>> Begin DATASET CONTENT

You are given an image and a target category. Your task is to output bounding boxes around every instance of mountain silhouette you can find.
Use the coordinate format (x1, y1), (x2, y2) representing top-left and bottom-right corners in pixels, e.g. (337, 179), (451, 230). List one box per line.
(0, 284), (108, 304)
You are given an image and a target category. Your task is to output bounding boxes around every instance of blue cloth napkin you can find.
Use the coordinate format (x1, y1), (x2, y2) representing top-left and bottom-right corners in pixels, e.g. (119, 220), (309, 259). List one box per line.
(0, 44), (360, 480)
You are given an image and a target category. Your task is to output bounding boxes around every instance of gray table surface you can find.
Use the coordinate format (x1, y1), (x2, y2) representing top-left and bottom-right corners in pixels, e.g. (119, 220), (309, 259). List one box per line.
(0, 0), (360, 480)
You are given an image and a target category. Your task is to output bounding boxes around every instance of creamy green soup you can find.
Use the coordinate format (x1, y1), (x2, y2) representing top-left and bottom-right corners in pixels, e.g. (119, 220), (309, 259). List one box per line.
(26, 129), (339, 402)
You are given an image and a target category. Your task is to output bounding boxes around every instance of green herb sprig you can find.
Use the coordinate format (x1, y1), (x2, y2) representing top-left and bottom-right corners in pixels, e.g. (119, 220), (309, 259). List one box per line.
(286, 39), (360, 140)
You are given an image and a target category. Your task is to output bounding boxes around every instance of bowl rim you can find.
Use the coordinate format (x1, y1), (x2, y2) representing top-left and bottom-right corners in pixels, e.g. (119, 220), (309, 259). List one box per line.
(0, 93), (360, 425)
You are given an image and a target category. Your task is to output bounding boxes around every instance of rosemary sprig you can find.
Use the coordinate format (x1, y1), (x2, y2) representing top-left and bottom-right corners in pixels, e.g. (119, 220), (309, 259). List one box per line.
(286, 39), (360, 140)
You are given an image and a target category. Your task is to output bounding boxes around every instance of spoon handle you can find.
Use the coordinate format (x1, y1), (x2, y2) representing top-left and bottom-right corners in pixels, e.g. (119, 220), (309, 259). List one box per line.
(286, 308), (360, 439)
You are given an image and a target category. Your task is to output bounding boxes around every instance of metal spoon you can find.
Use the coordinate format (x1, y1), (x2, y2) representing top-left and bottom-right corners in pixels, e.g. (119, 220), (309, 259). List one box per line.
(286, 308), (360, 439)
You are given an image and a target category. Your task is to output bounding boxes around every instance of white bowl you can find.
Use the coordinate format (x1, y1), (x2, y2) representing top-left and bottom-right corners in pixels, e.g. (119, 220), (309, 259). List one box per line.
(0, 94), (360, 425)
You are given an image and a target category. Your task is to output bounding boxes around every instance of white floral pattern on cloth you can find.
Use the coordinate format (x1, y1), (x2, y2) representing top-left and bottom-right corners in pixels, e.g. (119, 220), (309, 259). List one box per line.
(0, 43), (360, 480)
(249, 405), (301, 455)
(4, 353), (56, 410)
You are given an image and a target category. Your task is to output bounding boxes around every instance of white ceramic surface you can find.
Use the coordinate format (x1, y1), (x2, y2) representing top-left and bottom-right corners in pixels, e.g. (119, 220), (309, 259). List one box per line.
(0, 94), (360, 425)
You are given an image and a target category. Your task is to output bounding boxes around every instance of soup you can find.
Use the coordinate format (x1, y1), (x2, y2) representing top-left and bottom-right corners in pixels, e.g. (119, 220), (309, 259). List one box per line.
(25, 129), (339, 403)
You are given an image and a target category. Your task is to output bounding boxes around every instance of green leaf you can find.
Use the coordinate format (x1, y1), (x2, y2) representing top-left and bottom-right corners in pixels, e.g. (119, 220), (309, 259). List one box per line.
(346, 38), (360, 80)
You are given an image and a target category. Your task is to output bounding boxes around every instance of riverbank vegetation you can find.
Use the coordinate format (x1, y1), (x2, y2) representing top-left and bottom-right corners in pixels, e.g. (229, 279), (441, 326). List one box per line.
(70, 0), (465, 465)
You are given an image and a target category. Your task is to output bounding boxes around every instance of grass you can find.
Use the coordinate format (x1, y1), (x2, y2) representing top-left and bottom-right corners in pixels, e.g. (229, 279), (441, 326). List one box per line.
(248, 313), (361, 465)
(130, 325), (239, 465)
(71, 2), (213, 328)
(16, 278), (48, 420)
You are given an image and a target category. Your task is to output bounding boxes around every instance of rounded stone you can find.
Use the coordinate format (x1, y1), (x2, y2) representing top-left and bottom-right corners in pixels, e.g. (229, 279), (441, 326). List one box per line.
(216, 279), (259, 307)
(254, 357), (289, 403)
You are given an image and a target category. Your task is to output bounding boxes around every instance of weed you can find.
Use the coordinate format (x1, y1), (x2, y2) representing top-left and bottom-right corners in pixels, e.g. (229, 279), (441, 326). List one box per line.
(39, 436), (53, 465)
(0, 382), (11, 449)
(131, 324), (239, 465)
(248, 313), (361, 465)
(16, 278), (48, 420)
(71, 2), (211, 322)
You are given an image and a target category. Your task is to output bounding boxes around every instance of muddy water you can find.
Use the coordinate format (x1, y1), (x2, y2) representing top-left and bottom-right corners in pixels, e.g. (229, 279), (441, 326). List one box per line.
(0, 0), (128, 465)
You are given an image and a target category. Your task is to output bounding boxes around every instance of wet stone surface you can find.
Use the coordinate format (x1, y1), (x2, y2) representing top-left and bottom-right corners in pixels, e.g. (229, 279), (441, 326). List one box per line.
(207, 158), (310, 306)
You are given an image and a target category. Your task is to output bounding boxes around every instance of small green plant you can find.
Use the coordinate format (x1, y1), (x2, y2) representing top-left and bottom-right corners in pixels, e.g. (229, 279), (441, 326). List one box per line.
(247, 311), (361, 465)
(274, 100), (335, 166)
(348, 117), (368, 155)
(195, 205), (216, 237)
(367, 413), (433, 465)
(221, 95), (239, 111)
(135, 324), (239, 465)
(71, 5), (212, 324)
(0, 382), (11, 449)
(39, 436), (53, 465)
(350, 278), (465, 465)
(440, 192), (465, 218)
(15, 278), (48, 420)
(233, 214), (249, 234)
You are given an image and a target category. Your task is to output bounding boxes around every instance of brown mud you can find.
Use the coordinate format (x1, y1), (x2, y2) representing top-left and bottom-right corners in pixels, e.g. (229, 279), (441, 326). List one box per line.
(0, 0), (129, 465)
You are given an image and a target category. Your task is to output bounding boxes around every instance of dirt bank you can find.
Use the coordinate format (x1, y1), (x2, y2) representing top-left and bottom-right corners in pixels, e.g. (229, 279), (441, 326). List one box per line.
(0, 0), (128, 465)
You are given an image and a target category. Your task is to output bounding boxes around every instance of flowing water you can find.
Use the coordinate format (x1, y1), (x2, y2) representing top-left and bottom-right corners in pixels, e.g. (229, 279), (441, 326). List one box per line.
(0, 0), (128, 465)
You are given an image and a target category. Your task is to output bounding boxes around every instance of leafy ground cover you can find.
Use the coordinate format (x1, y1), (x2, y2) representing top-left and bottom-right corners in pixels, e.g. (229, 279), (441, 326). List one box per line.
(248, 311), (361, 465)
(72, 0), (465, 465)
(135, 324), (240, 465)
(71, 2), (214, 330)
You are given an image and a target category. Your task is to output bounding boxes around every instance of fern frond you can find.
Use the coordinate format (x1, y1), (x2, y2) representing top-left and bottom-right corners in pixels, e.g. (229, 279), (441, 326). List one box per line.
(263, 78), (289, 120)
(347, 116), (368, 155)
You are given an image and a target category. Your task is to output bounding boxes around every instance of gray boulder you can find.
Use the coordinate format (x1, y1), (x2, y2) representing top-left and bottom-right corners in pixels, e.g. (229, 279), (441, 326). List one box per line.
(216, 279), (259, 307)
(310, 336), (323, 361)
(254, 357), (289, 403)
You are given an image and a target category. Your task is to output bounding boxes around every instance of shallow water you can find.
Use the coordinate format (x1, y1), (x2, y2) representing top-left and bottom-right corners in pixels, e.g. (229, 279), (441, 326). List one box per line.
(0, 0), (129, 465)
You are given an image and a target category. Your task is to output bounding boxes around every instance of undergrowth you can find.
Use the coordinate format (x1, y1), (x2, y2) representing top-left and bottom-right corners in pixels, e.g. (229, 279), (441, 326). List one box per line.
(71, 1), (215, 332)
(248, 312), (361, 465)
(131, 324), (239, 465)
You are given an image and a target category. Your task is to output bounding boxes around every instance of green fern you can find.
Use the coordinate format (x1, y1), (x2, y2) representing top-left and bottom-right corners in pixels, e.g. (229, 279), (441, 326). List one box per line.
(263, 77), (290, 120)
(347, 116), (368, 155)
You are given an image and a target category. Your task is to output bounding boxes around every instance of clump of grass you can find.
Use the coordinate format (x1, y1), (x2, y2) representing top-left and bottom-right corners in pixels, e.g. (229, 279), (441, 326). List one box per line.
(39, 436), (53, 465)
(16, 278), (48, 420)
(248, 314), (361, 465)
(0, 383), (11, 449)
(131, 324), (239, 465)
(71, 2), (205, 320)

>> End DATASET CONTENT

▸ PROBLEM DETAILS: Reproduce the lines from the start of the records through the line holding "(0, 284), (108, 304)", inclusive, switching "mountain silhouette" to "distant hill outline" and leaving everything else unchanged.

▸ THE COMPLETED TASK:
You are given an image and a target category. Your task is to output bounding boxes around every instance of distant hill outline you can find.
Use the coordinate format (x1, y1), (x2, y2) representing top-left and bottom-right corners in pixels, e.g. (337, 179), (451, 230). List one box per line.
(0, 284), (108, 304)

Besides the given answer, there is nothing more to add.